▸ **LAVORO RICHIESTO**
Per favore, indica quante adesioni alla proposta di esodo per la parte A risultavano al 30 settembre secondo il comunicato sugli esodati.

▸ **SEZIONE DOCUMENTO**
────────
Mentre al 30 settembre le adesioni alla "proposta" di esodo sono arrivate a 2450 per la parte A e 1498 per la parte B, continuano a rincorrersi notizie e comunicati sui problemi che stanno sorgendo per gli esodati in seguito all'allungamento delle finestre pensionistiche, per cui vorremmo chiedere alle organizzazioni sindacali che hanno firmato questi accordi:

sareste così cortesi da spiegare ai lavoratori, anche alla luce dell'incontro con Sacconi, cosa sta succedendo?

Ci ha lasciato particolarmente esterrefatti la lettera che le sigle sindacali del primo tavolo hanno indirizzato al Ministro del Welfare.

Emerge che il governo è in ritardo nell'emanazione del decreto definitivo sulla sezione emergenziale del Fondo (per i licenziamenti "veri", introdotta nel dicembre 2009), che non ha emanato il decreto attuativo sull'accordo del 2 febbraio 2011 per "coprire" chi è rimasto senza Fondo per l'allungamento delle finestre (deve intervenire il Fondo Sociale) e che non è stato tradotto in decreto l'accordo dell'8 luglio 2011 sul "nuovo" Fondo Esuberi di settore.

Da altre fonti scopriamo che l'Inps non ha ancora provveduto a stilare la lista dei 10.000 lavoratori, in mobilità o in esodo, aventi diritto alla deroga sull'allungamento delle finestre (pare siano in tutto 45.000 persone, di settori diversi, in attesa di conoscere il proprio destino).

Colpa del governo, colpa dell'Inps, certo, tanto è vero che la nostra Confederazione ha protestato con forza e sta organizzando i lavoratori, di vari settori, coinvolti (vedi il sito http://www.cub.it/). Ma i sindacati firmatari sono esenti da colpe? Potremmo dire che negli accordi firmati avrebbero dovuto chiedere garanzie alla controparte in caso di cambiamento delle regole, ma, se questo non fosse stato possibile, perché non è stato detto chiaramente ai colleghi che certezze non ve ne erano e non ve ne possono essere? Perché firmare accordi, in particolare l'ultimo di fine luglio, sapendo già che lavoratori dell'esodo precedente erano senza reddito da alcuni mesi? Perché accettare la fretta sospetta dell'azienda nell'imporre termini stringenti per accettare le uscite? Perché un tale livello di acritica accondiscendenza?

E' evidente che se il governo, come il buon senso suggerisce, avesse esentato dal prolungamento delle finestre pensionistiche i lavoratori in esodo/mobilità non si sarebbero creati questi problemi.
────────
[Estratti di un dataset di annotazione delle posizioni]

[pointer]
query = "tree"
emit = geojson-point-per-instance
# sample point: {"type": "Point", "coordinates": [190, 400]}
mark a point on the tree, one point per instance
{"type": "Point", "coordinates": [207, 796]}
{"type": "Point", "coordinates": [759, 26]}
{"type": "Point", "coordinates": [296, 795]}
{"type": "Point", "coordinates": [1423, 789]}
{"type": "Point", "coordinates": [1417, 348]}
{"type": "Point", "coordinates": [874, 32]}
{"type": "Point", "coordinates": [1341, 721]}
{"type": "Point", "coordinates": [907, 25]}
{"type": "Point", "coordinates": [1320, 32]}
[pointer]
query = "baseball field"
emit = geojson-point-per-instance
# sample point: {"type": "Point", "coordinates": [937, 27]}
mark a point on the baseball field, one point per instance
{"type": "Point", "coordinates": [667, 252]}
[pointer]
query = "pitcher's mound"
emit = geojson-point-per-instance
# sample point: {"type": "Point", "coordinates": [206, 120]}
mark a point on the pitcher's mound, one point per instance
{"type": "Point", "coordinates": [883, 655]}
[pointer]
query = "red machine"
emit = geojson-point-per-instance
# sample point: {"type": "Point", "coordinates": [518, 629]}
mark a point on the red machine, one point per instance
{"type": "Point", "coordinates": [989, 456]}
────────
▸ **SOLUZIONE ESERCIZIO**
2450 adesioni.